**Texto proporcionado**

La esperanza en el sentido bíblico específico es posible cuando se cree en el Dios viviente, que actúa e interviene en la vida humana, y en quien podemos confiar en que llevará a cabo lo que ha prometido. Esta esperanza no es producto del temperamento, ni está condicionada por las circunstancias u otras posibilidades humanas. No depende de lo que posee el hombre, ni de lo que sea capaz de hacer por sí mismo, o de lo que otro pueda hacer por él. Por ejemplo, nada había en la situación en que se encontraba Abraham que justificara su esperanza de que Sara daría a luz un hijo, pero porque creyó a Dios, pudo creer “en esperanza contra esperanza” (Ro. 4.18). En consecuencia, la esperanza bíblica es inseparable de la fe en Dios. A causa de lo que ha hecho Dios en el pasado, y particularmente como preparación para la venida de Cristo, y debido a lo que ha hecho y está haciendo a través de Cristo, el cristiano se atreve a esperar bendiciones futuras que por el momento permanecen invisibles (2 Co. 1.10). Nunca se agota para él la bondad de Dios. Lo mejor es lo que todavía está por venir. Su esperanza aumenta cuando reflexiona sobre las actividades de Dios en las Escrituras (Ro. 12.12; 15.4). Cristo es la esperanza de gloria futura (Col. 1.27). Su salvación final descansa sobre esa esperanza (Ro. 8.24); y esa esperanza de salvación es un “yelmo”, parte esencial de su armadura defensiva en la lucha contra el mal (1 Ts. 5.8). Por cierto que la esperanza no es un barrilete a merced de los vientos cambiantes, sino “una segura y firme ancla del alma”, que penetra profundamente dentro del mundo eterno e invisible (He. 6.19). Debido a esta fe el cristiano tiene la seguridad de que las cosas que espera son reales (He. 11.1); y su fe nunca lo decepciona (Ro. 5.5).

No hay referencias explícitas a la esperanza en las enseñanzas de Jesús. Pero él les enseña a sus discípulos que no deben sentir ansiedad con respecto al futuro, porque ese futuro está en las manos de un Padre amante. También los alienta a esperar que después de su resurrección les enviará un poder espiritual renovado que les va a permitir hacer obras aun más grandes que las que él mismo hizo, vencer el pecado y la muerte, y esperar la participación en su propia gloria eterna. La resurrección de Jesús dio nuevas fuerzas a su esperanza. Fue el más portentoso de los actos de Dios en la historia. Ante él “el pánico y la desesperación huyen”. La fe cristiana es esencialmente fe en el Dios que resucitó a Jesús de entre los muertos (1 P. 1.21). Este Dios, a quien dirige el cristiano su fe, es “el Dios de esperanza” que puede llenar al creyente de gozo y paz, y capacitarlo para abundar en esperanza (Ro. 15.13). Por la resurrección el cristiano se libra de la triste condición de tener que esperar en Cristo limitado a este mundo solamente (1 Co. 15.19). Cristo Jesús es su esperanza para el tiempo y la eternidad (1 Ti. 1.1). El llamado a ser discípulo de Cristo lleva aparejada la esperanza de compartir finalmente su gloria (Ef. 1.18). Su esperanza está guardada en los cielos (Col. 1.5), y se cumplirá cuando el Señor sea revelado (1 P. 1.13).

Ítems de anotación de regiones:
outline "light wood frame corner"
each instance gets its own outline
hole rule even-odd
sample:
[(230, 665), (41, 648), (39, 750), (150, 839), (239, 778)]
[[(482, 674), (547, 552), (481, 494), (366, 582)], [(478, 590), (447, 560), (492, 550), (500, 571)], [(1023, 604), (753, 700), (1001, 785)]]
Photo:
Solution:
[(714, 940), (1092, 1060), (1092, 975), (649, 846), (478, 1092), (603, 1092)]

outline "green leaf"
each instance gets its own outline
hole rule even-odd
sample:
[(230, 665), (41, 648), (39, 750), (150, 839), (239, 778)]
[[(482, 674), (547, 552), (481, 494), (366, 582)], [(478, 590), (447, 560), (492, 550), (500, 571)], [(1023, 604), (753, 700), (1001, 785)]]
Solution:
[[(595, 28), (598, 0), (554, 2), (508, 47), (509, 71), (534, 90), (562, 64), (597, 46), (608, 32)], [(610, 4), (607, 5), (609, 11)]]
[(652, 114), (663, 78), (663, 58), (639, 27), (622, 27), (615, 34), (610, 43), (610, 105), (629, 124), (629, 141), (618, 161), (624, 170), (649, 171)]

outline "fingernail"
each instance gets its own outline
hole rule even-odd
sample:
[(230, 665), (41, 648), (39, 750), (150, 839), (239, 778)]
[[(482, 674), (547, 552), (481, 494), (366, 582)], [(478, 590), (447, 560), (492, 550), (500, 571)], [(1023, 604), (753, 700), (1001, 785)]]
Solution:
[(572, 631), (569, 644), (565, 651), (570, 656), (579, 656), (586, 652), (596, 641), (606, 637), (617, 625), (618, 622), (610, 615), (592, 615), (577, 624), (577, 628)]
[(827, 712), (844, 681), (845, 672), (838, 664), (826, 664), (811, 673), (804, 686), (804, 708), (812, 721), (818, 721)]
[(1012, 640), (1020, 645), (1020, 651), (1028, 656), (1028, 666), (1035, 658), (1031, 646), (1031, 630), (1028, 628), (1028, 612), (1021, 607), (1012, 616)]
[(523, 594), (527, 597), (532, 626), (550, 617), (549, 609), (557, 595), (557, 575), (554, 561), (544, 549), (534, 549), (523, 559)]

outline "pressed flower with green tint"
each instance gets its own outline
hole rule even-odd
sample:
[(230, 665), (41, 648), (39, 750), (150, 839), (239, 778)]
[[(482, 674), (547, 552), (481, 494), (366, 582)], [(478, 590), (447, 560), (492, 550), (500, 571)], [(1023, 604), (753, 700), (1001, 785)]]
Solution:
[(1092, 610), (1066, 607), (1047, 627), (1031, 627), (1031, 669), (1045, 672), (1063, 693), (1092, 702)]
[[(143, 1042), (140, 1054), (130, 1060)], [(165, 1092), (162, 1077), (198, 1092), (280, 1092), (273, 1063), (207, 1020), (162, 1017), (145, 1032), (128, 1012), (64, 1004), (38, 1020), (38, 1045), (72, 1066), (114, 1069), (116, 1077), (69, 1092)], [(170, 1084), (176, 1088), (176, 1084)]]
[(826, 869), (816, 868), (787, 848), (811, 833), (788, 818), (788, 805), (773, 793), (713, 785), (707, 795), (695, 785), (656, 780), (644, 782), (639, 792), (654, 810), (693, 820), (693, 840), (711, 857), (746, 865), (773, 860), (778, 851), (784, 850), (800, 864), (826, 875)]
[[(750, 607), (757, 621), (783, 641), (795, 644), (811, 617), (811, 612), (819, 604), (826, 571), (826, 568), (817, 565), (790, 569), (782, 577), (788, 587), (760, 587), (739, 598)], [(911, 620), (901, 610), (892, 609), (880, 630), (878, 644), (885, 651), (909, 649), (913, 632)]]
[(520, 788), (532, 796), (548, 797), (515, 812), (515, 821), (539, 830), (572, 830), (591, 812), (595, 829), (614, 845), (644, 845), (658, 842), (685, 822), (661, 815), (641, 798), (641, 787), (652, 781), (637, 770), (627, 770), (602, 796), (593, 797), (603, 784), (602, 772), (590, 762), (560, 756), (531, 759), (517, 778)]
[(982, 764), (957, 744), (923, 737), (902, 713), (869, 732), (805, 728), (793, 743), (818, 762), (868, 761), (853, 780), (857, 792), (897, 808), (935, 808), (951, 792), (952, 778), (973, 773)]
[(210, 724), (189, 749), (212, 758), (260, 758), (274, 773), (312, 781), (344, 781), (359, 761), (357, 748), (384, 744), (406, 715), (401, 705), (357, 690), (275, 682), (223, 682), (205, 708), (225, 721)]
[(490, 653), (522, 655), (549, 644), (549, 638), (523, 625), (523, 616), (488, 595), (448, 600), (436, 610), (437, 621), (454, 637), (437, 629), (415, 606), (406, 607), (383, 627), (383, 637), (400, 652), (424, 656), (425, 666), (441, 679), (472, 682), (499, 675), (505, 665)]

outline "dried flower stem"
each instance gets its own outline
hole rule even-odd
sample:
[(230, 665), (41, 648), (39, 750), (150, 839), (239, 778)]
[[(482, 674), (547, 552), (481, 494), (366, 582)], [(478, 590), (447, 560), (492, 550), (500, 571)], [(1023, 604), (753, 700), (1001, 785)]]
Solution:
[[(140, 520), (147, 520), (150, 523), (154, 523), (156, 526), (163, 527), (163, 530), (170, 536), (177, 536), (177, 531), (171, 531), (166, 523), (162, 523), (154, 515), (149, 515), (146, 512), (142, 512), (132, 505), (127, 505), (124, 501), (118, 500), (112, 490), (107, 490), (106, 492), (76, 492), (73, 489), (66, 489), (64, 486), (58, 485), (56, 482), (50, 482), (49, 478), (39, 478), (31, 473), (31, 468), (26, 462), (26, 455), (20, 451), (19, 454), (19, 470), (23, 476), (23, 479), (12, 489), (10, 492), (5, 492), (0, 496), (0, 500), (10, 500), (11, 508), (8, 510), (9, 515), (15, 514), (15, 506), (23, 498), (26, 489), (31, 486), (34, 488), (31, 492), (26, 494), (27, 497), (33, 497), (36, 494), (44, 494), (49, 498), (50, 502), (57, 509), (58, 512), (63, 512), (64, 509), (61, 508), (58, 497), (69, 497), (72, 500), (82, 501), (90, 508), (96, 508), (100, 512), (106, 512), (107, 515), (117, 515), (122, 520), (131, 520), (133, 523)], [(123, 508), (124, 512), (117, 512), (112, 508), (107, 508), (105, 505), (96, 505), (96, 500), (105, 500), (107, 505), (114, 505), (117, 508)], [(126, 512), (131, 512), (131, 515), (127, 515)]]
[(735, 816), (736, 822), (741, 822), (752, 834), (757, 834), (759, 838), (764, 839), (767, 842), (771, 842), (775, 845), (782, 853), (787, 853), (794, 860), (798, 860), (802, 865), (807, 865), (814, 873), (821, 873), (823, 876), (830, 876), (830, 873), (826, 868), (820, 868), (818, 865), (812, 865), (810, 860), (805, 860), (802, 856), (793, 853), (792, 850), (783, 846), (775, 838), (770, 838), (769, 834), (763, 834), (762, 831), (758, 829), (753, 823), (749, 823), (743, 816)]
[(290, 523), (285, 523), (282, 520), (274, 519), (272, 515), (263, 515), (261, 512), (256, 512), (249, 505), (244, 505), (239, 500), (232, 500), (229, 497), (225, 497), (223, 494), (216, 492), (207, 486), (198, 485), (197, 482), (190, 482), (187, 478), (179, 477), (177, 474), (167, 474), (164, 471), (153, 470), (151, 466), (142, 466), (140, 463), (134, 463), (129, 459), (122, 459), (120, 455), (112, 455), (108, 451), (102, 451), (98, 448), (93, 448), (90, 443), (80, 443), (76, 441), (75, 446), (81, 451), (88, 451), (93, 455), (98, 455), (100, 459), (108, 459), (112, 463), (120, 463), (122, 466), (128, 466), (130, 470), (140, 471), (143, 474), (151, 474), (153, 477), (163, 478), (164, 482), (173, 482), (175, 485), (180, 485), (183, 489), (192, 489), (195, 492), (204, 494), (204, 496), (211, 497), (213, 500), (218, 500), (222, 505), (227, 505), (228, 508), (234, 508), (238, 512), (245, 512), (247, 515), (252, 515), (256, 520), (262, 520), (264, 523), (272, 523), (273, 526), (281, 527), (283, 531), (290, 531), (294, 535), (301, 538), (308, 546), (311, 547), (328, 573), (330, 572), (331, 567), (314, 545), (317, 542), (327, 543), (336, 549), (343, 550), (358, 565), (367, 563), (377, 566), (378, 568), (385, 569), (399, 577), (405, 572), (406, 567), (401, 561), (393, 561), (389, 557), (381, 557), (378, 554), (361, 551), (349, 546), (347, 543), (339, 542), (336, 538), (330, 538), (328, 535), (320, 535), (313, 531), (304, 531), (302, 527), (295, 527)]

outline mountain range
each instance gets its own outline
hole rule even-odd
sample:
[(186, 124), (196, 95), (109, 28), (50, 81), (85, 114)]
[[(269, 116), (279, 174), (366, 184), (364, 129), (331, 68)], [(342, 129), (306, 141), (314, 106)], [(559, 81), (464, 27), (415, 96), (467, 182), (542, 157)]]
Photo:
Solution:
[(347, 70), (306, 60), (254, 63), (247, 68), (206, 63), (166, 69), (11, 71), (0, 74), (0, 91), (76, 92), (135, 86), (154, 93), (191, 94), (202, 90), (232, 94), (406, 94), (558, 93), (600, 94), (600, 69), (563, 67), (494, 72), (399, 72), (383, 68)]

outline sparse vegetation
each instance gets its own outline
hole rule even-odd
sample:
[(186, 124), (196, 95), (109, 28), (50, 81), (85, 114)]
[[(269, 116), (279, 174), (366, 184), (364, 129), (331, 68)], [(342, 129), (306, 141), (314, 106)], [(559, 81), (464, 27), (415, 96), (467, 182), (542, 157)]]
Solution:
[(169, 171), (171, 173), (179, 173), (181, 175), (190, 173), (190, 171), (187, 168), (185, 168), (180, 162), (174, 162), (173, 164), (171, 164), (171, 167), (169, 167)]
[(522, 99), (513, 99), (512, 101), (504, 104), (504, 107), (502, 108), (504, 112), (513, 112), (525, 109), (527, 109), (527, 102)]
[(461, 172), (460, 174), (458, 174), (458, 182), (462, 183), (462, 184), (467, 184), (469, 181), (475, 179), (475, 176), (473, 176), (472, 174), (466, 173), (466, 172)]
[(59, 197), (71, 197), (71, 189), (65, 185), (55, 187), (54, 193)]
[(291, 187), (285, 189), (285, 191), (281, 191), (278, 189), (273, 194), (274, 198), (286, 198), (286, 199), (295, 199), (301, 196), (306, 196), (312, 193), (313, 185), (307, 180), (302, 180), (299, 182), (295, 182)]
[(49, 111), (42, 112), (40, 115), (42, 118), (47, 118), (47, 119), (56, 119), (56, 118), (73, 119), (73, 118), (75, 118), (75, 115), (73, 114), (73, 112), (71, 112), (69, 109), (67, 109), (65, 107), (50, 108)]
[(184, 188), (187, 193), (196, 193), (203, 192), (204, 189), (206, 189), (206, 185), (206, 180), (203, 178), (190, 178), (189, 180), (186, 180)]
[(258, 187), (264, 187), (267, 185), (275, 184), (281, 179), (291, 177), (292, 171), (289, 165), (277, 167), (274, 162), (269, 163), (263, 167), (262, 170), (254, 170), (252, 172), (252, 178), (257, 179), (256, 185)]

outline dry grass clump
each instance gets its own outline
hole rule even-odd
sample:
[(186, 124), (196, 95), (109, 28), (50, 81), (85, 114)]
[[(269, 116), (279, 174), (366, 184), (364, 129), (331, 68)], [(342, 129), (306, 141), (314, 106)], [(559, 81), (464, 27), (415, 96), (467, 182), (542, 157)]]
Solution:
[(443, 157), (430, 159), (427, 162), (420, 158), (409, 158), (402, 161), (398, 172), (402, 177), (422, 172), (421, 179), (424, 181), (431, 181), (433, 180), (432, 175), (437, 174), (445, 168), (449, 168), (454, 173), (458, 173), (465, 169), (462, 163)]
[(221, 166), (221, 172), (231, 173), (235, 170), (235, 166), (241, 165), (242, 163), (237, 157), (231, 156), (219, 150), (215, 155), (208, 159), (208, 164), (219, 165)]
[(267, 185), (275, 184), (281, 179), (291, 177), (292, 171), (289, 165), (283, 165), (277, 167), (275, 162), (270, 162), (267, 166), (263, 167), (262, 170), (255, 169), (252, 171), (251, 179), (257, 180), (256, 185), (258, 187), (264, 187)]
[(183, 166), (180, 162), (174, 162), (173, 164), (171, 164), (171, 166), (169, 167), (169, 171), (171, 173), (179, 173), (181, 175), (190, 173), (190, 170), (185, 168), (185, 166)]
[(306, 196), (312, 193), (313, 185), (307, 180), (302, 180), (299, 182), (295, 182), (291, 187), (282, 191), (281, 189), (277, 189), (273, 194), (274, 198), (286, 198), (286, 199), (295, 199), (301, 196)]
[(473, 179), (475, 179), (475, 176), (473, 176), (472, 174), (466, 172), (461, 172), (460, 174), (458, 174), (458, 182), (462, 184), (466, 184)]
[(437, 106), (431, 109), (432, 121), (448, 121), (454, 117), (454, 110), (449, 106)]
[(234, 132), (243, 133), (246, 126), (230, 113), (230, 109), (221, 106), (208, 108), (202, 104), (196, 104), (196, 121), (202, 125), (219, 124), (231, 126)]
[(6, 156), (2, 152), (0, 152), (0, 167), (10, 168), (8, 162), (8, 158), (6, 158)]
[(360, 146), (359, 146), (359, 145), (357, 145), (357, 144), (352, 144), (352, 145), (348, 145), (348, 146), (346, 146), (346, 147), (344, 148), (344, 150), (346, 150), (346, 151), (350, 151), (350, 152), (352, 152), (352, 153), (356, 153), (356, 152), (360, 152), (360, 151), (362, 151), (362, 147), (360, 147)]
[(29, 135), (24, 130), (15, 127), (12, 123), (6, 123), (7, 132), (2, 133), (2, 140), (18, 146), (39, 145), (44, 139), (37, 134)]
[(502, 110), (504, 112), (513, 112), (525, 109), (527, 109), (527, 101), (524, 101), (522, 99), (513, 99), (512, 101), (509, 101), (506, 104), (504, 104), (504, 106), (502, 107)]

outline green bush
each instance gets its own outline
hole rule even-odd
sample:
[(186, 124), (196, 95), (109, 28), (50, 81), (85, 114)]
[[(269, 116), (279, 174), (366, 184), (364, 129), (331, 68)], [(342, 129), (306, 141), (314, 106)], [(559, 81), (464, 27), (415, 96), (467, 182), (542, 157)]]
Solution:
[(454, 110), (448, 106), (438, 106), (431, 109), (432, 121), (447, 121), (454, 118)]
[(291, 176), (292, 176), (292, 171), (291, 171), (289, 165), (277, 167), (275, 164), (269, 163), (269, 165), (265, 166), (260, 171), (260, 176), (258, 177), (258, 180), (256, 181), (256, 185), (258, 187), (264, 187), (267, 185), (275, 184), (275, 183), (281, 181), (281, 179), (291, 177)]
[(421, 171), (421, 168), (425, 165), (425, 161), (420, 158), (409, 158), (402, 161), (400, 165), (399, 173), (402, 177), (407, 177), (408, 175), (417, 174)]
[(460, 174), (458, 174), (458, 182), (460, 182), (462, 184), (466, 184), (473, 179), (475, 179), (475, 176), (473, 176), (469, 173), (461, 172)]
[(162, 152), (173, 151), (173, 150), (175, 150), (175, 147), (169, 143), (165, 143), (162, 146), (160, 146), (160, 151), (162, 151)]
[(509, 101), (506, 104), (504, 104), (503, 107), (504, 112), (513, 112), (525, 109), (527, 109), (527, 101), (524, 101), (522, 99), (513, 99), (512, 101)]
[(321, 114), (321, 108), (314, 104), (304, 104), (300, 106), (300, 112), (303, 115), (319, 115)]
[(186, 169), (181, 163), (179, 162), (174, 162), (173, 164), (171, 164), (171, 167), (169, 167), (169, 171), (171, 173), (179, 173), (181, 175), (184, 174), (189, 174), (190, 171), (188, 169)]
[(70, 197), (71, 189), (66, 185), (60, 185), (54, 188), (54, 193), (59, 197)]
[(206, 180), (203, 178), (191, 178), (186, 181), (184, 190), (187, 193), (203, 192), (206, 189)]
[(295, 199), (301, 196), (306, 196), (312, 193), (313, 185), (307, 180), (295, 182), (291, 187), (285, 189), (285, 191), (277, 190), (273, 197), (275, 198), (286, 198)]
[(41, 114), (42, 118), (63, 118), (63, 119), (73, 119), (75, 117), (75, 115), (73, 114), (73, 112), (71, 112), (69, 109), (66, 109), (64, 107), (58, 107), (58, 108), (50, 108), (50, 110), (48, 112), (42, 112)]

**Conjunto de tareas**
a – En el texto sobre la esperanza bíblica, ¿a qué se compara la esperanza en contraste con un barrilete a merced de los vientos cambiantes?
b – Prosigue, por favor, el texto sobre la esperanza bíblica desde donde termina.

**Respuestas dadas**
a – A “una segura y firme ancla del alma”, que penetra profundamente dentro del mundo eterno e invisible.

b –
La existencia de esta esperanza hace imposible que el cristiano se sienta satisfecho con los goces transitorios (He. 13.14); y es también un acicate para vivir una vida pura (1 Jn. 3.2–3), y le permite sufrir alegremente. Es digno de notar cuántas veces el NT relaciona la esperanza con la “paciencia” o la “fidelidad”. Esta virtud es completamente diferente de la resistencia de los estoicos, precisamente porque se basa en una esperanza que ellos desconocían (véase 1 Ts. 1.3; Ro. 5.3–5).

A la luz de lo dicho no nos resulta sorprendente que tan a menudo se mencione la esperanza como compañera de la fe. Los héroes de la fe en He. 11 son también faros de esperanza. Lo más extraordinario quizás sea la frecuente relación entre la esperanza y el amor, además de la fe. Esta triple combinación de fe, esperanza, y amor se encuentra en 1 Ts. 1.3; 5.8; Gá. 5.5–6; 1 Co. 13.13; He. 6.10–12; 1 P. 1.21–22. Por su relación con el amor, la esperanza cristiana está libre de todo egoísmo. El cristiano no espera bendiciones para sí sin desear al mismo tiempo que otros las disfruten también. Cuando ama a su prójimo desea que reciba todas las buenas cosas que sabe que Dios desea darle. Pablo dio pruebas de su esperanza, al igual que de su amor y de su fe, cuando devolvió al esclavo Onésimo, que había huido, a su amo Filemón. La fe, la esperanza, y el amor son, por lo tanto, inseparables. La esperanza no puede existir sin la fe, y no es posible tener amor sin esperanza. Estas tres son las cosas que permanecen (1 Co. 13.13), y juntas dan forma al modo de vida cristiano.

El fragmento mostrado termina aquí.